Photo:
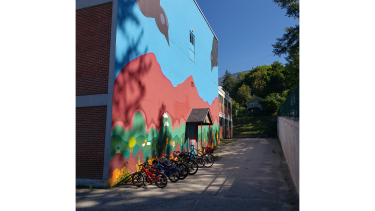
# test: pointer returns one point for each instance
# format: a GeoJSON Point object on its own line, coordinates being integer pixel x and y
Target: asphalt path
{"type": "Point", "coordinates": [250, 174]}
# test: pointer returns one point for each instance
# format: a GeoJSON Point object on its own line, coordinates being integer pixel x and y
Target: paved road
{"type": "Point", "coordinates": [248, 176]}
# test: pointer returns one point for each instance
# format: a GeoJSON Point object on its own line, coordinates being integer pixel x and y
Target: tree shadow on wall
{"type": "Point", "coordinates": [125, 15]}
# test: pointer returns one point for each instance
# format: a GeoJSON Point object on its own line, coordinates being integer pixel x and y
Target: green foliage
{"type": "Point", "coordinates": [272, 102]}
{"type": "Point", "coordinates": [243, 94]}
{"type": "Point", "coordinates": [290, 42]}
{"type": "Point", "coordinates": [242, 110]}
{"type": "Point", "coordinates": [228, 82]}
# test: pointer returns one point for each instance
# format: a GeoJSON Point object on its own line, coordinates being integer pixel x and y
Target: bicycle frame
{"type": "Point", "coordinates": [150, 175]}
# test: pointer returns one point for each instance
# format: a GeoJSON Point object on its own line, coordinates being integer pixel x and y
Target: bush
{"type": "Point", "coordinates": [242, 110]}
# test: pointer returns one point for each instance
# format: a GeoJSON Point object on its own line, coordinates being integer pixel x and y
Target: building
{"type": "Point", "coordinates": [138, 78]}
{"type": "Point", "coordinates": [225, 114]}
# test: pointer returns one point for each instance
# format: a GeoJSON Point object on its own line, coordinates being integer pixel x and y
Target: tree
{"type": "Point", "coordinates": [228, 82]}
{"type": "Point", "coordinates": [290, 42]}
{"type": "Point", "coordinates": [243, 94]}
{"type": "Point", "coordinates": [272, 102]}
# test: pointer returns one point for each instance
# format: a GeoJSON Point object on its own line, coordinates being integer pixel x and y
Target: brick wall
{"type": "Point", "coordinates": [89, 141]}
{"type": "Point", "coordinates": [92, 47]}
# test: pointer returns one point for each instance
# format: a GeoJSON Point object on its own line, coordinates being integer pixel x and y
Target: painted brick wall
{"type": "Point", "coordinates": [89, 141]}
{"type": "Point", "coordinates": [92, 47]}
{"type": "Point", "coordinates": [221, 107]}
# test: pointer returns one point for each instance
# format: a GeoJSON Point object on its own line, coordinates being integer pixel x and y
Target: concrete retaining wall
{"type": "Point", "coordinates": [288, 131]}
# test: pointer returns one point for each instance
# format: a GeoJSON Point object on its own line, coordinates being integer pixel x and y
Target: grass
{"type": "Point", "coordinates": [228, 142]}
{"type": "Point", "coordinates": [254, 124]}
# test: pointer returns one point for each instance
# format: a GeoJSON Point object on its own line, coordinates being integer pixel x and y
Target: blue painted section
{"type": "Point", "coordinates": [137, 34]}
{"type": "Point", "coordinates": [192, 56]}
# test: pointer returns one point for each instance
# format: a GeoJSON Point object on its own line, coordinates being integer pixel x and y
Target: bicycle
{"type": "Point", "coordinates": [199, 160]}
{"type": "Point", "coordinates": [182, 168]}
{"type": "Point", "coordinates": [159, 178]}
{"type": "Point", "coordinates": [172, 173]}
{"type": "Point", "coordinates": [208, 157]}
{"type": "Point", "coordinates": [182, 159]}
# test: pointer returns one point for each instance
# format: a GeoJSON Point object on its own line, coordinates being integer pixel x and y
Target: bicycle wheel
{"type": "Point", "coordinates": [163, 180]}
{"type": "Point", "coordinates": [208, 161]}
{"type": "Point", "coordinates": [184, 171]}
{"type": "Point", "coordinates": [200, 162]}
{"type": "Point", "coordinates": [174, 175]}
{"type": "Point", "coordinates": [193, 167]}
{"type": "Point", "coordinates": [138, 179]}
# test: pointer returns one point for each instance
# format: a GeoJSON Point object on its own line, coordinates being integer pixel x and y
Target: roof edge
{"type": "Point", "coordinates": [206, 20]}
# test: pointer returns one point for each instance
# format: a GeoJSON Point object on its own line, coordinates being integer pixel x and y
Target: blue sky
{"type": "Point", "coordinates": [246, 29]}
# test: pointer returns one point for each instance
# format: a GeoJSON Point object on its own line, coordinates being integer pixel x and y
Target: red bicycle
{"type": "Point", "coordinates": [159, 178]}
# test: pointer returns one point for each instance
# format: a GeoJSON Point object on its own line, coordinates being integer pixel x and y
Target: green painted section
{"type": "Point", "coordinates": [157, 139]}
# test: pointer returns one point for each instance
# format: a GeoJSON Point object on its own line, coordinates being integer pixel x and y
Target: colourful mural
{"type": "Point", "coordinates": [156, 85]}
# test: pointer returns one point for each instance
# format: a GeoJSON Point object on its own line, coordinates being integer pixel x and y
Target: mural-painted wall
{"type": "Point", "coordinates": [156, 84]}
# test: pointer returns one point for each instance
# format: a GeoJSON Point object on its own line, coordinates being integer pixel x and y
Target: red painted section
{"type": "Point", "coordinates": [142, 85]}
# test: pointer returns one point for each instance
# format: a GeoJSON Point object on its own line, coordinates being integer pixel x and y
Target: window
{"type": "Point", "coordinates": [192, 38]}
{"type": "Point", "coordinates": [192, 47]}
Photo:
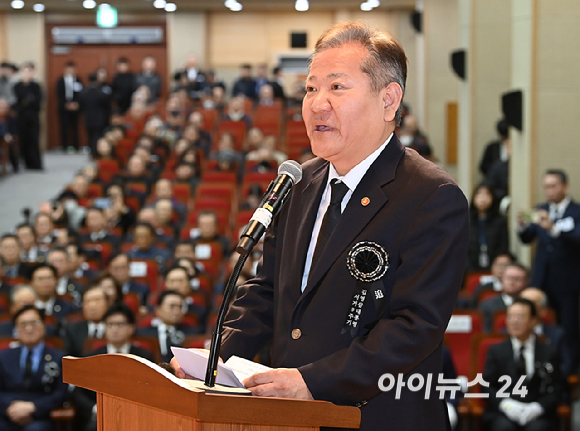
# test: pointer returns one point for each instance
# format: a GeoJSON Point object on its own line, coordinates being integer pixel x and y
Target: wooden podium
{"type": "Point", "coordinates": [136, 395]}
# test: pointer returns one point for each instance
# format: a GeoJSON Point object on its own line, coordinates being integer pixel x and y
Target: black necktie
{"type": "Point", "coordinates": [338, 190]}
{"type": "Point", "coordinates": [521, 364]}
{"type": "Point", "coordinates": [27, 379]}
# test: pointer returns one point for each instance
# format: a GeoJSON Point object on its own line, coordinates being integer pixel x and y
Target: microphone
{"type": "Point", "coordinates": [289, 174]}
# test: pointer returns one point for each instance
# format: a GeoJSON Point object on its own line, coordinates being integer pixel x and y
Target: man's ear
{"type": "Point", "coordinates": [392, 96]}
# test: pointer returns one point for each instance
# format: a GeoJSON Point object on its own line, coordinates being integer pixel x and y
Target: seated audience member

**Task brief**
Output the data exactly. Leave every picture out.

**Solution to this task**
Photo:
# test: pointer returns one point for each instance
# format: a GeoJSON Point object on its own line, coordinates being integer pixel x and y
Target: asphalt path
{"type": "Point", "coordinates": [250, 174]}
# test: pointer returns one point for each instance
# format: a GeoJSON Point object on its own line, coordinates being integer pixel x and y
Target: paved road
{"type": "Point", "coordinates": [248, 176]}
# test: pointer returns one point for each instance
# format: a GeoJSON Point object on its own line, coordinates being integer pixel x and y
Target: tree shadow on wall
{"type": "Point", "coordinates": [125, 15]}
# test: pointer returns one point for each instance
# format: a GeoJSON Point object on its own line, coordinates being integer pixel x and y
Target: green foliage
{"type": "Point", "coordinates": [272, 102]}
{"type": "Point", "coordinates": [243, 94]}
{"type": "Point", "coordinates": [290, 42]}
{"type": "Point", "coordinates": [242, 110]}
{"type": "Point", "coordinates": [228, 82]}
# test: pointer returns one point for each instance
# format: a GeoJSON Point object on its own line, coordinates being integer pixel x and y
Target: bicycle frame
{"type": "Point", "coordinates": [150, 175]}
# test: pointer returns one point for each instance
# format: a GeoJSON Point object on its own line, coordinates being integer pixel x and y
Target: bush
{"type": "Point", "coordinates": [242, 110]}
# test: pointer returns one point for each instance
# format: a GeoJSON Point object on its own line, coordinates being integer pixel x and y
Target: building
{"type": "Point", "coordinates": [138, 78]}
{"type": "Point", "coordinates": [225, 114]}
# test: pointer returns one point for each instance
# format: a GeoJSON Point object on its own line, coordinates being integer pixel x and y
Target: tree
{"type": "Point", "coordinates": [228, 82]}
{"type": "Point", "coordinates": [290, 42]}
{"type": "Point", "coordinates": [243, 94]}
{"type": "Point", "coordinates": [272, 102]}
# test: pointer returns one point for each instance
# format: a GeoJSON Point object on its own line, coordinates being integer pixel x and y
Target: brick wall
{"type": "Point", "coordinates": [89, 141]}
{"type": "Point", "coordinates": [92, 47]}
# test: pointer returns one point for each instance
# format: a GeoJSON Point object on its own line, coordinates being integer pixel x and y
Target: painted brick wall
{"type": "Point", "coordinates": [89, 141]}
{"type": "Point", "coordinates": [92, 47]}
{"type": "Point", "coordinates": [221, 107]}
# test: pointer returns one point for each instance
# format: a GeoJSON Point object on its own line, coordinates being integer pixel x and y
Target: concrete retaining wall
{"type": "Point", "coordinates": [288, 131]}
# test: pointer returns one point for each instance
# format: a GeoJSON Point object on its own line, coordinates being integer pixel x and y
Target: grass
{"type": "Point", "coordinates": [228, 142]}
{"type": "Point", "coordinates": [254, 124]}
# test: pointer returns one point for each instance
# format: a GeoJSON Point object on its own line, coordinates being integer pixel x and y
Target: blue painted section
{"type": "Point", "coordinates": [137, 34]}
{"type": "Point", "coordinates": [192, 56]}
# test: pointer returns one point for each instance
# format: a GeoJSON Point object on its own line, coordinates being integer pixel x and y
Target: bicycle
{"type": "Point", "coordinates": [199, 160]}
{"type": "Point", "coordinates": [182, 168]}
{"type": "Point", "coordinates": [159, 178]}
{"type": "Point", "coordinates": [172, 173]}
{"type": "Point", "coordinates": [208, 157]}
{"type": "Point", "coordinates": [182, 159]}
# test: pointer returns one point for each instance
# format: a GeoJSON Point object on its own line, coordinates being integer pixel x and y
Target: bicycle wheel
{"type": "Point", "coordinates": [163, 180]}
{"type": "Point", "coordinates": [208, 161]}
{"type": "Point", "coordinates": [184, 171]}
{"type": "Point", "coordinates": [200, 162]}
{"type": "Point", "coordinates": [174, 175]}
{"type": "Point", "coordinates": [193, 167]}
{"type": "Point", "coordinates": [138, 179]}
# test: pointer returns one point for each instance
# format: a GeoJSON Point object on its own line, coordinates being integer pixel x and y
Target: roof edge
{"type": "Point", "coordinates": [206, 20]}
# test: pointer returns one point for each instance
# format: a GeoJSON Point object on its own line, coordinates being integer pixel x and y
Target: blue sky
{"type": "Point", "coordinates": [246, 29]}
# test: pointer returns one point for each instance
# format: a GeoJSON Point object on its own line, coordinates being integer pixel x and y
Target: red bicycle
{"type": "Point", "coordinates": [159, 178]}
# test: pointer returns one point for each instance
# format: a GeoJSON Point object on its own line, coordinates being integer pixel x and y
Target: green painted section
{"type": "Point", "coordinates": [157, 139]}
# test: pointer returns one point for each instance
# format: a GeoJSON Point object on its own line, coordinates being integer pixel x and y
Target: colourful mural
{"type": "Point", "coordinates": [156, 85]}
# test: pointer returns one point for each instance
# format: a GeoJSON Point object on its own line, coordinates being integer pixel x and y
Target: mural-painted wall
{"type": "Point", "coordinates": [156, 84]}
# test: pointer returns one point for each instance
# format: a GeoJSON Point object on its own line, coordinates being integer pixel x and y
Target: red painted section
{"type": "Point", "coordinates": [142, 85]}
# test: pointer returns one point for each instance
# format: a GeoJSON Point object on its own line, coordinates being integer pixel x and y
Target: window
{"type": "Point", "coordinates": [192, 38]}
{"type": "Point", "coordinates": [192, 47]}
Photo:
# test: pointer returns one point for each instance
# format: a GeoJSON Point object on its own line, coordinates being integer pixel x and y
Target: wooden podium
{"type": "Point", "coordinates": [136, 395]}
# test: pointer returns one point for each instance
# format: a GeoJSON Point object on its own line, coordinates being integer pixel x and y
Target: black necktie
{"type": "Point", "coordinates": [338, 190]}
{"type": "Point", "coordinates": [521, 364]}
{"type": "Point", "coordinates": [27, 379]}
# test: pointer returns one point for each instance
# format: a GeoJSON Point object on its own line, coordinates being integer pixel x and y
Target: microphone
{"type": "Point", "coordinates": [289, 174]}
# test: pointer returns one point for each instance
# format: a GeoJSON Point object on its own line, coordinates being integer pixel x and y
Target: man's ear
{"type": "Point", "coordinates": [392, 96]}
# test: pointer returns one point for each instance
# format: a GeoJSON Point object on its own line, coordinates being integer pixel x and y
Target: seated audience member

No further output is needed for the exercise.